**TO DO:**
Each line in the entries below that contains the word "above" counts once. Report how many there are and nothing more.

**EXTRACTED RECORDS:**
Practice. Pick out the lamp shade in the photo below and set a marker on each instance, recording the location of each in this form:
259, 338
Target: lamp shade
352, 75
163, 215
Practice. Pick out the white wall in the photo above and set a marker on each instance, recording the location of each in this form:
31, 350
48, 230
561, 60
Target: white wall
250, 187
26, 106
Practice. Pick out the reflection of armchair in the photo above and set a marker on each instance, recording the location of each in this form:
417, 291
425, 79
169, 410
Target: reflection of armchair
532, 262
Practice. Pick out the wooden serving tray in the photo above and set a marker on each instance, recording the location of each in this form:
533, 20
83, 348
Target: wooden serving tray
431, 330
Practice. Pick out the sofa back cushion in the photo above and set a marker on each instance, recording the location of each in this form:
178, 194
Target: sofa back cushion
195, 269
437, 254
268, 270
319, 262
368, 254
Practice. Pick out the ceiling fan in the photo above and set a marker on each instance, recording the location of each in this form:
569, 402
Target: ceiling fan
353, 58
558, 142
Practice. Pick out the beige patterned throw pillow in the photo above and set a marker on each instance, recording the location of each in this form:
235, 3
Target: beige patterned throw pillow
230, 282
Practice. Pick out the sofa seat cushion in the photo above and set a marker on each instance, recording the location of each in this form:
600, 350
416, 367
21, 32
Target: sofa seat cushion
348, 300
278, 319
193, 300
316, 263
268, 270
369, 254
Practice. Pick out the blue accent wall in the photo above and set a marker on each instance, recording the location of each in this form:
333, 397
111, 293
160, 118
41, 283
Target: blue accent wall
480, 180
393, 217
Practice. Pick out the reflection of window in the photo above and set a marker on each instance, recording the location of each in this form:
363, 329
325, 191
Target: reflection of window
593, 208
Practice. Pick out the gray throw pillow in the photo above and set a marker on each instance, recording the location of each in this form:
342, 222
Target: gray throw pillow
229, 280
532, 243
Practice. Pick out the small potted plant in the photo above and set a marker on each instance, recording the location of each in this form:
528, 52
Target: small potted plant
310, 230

**YOUR SOLUTION:**
11